* Document text
________

Resharding Without Downtime

Note: Company names, engineers, incidents, numbers, and scaling scenarios in this article are hypothetical — even when they resemble real ones. See the full disclaimer.

In short

You picked a shard count on day one. Today the cluster is hot, the largest shard is past its disk budget, or you finally admitted that the shard key was wrong. You have to move a chunk of data to a new shard. The product team says you cannot take the application offline.

Online resharding is the protocol that solves this. The shape is always four phases. Phase 1 — Dual-write: a router sends every write for the affected keys to both the old shard and the new shard. Reads still go to the old. Phase 2 — Backfill: a background job bulk-copies historical rows from old to new while dual-write keeps the two copies in sync for new traffic. Phase 3 — Cutover: reads switch from old to new. Writes still dual-write, so a regression is a one-flag rollback. Phase 4 — Cleanup: writes stop on the old shard; the old rows are redundant and eventually dropped.

Each phase is reversible — flip the flag back and you are where you were. Each phase is non-skippable — drop dual-write and you lose every write between the backfill snapshot and cutover; drop backfill and the new shard has no history.

Vitess's VReplication automates the whole thing: MoveTables, SwitchReads, SwitchWrites are three CLI commands, and the topology service plus the vtgate proxy handle the transition. MongoDB does it with moveChunk; Citus with citus_move_shard_placement. Production cost is 10–20% extra CPU; elapsed time runs from hours to weeks. Downtime, when the protocol is implemented correctly, is zero.

You launched on ten MySQL shards. Two years later you are at 80% disk on the busiest five. The capacity plan says you need 15 shards by Diwali — a third of the data has to move to hardware that does not exist yet.

The clean way would be a maintenance window. Six hours of pricing pages returning 503, six hours of UPI callbacks failing. Nobody will sign off.

This chapter is how the rest of the industry — Slack, YouTube, ShopForge, Slipway — moves data between shards without ever taking the application down. The protocol has four phases. It looks simple on a slide. The interesting parts are the corners where it can go wrong.

The 4-phase migration protocol

The procedure is a state machine. The state lives in the proxy tier — vtgate, the Citus coordinator, your own routing layer — and it advances one transition at a time. Every phase has the property that you can flip back to the previous phase without losing data.

Phase 1 — Dual-write. The proxy starts sending every write for the affected keys to both the old shard and the new shard. Reads still go to the old shard. The new shard is empty at this moment except for the writes that have arrived since dual-write started.

________

* Exercise instructions
1. Reproduce the passage of the resharding article from "Phase 1 — Dual-write." to "since dual-write started.", unchanged.
2. State whether each statement agrees with the resharding article, answering yes or no and quoting the deciding words: (a) During the cutover phase, writes stop going to the old shard. (b) Vitess's VReplication performs the migration through three CLI commands. (c) While dual-write is in effect, reads are served from the new shard.

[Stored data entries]
________

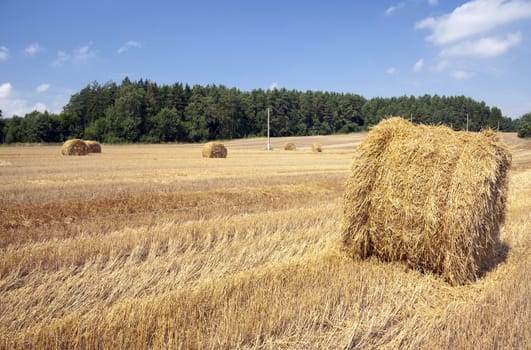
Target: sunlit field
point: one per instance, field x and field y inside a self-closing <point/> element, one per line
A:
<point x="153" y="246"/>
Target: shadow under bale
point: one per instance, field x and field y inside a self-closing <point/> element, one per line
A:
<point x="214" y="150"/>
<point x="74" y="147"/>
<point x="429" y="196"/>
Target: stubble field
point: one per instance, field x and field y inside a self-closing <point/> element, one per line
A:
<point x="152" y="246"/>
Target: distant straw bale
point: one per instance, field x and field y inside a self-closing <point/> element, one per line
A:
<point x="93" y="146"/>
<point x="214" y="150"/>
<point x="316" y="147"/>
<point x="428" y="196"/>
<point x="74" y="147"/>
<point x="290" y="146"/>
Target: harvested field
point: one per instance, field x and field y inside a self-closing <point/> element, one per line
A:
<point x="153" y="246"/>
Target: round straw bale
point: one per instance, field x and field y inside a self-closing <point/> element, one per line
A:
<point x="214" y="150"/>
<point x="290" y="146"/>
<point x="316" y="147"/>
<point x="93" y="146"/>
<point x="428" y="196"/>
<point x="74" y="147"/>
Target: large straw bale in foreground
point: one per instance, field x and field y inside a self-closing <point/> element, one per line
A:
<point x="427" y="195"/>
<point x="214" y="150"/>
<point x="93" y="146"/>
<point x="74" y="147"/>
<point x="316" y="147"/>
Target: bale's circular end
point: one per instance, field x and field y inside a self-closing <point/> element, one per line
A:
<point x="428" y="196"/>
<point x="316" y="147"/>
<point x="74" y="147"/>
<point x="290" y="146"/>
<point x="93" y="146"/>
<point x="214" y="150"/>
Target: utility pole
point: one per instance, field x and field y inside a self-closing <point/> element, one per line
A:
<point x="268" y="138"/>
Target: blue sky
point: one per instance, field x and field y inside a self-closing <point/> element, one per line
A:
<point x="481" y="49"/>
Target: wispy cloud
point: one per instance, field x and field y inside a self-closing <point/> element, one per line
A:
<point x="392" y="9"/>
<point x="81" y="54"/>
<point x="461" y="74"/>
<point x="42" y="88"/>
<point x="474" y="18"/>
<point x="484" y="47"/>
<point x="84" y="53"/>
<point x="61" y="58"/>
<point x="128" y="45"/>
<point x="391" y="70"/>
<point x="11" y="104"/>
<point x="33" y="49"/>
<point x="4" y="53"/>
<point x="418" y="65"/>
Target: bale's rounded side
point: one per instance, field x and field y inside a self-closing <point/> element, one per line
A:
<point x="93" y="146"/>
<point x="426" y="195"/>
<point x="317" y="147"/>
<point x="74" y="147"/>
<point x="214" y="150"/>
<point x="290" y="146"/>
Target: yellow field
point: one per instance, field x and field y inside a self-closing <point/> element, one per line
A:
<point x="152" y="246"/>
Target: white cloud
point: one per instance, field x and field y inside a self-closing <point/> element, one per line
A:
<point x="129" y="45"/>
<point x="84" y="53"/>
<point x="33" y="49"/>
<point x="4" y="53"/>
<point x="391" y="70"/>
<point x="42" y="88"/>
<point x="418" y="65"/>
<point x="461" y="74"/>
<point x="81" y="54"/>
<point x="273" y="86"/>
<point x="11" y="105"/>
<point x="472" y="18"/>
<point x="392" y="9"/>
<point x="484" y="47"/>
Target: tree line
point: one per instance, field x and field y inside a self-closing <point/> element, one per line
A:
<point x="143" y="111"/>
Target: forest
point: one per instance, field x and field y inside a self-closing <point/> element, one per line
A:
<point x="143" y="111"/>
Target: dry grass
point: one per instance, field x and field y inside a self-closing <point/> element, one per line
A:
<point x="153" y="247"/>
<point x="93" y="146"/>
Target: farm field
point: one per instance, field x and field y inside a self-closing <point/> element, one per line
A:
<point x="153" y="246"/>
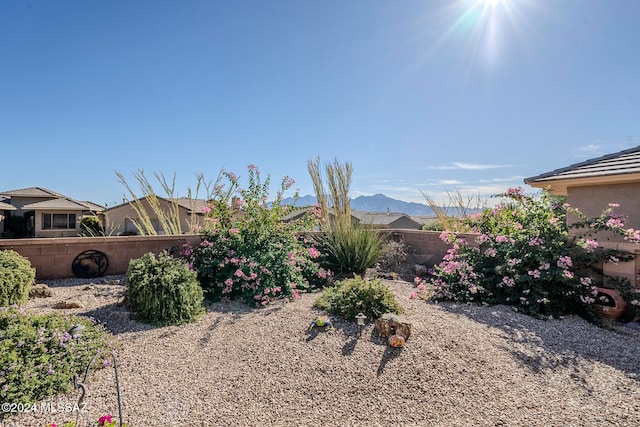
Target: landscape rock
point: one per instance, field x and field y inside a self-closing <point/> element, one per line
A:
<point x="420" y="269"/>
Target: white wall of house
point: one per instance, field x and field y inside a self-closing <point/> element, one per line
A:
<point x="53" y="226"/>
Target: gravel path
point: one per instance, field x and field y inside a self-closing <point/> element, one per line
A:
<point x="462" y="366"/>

________

* Responses in order
1.
Phase 1 — Dual-write. The proxy starts sending every write for the affected keys to both the old shard and the new shard. Reads still go to the old shard. The new shard is empty at this moment except for the writes that have arrived since dual-write started.

2.
(a) No: "Phase 3 — Cutover: reads switch from old to new. Writes still dual-write, so a regression is a one-flag rollback."
(b) Yes: "MoveTables, SwitchReads, SwitchWrites are three CLI commands"
(c) No: "Reads still go to the old shard."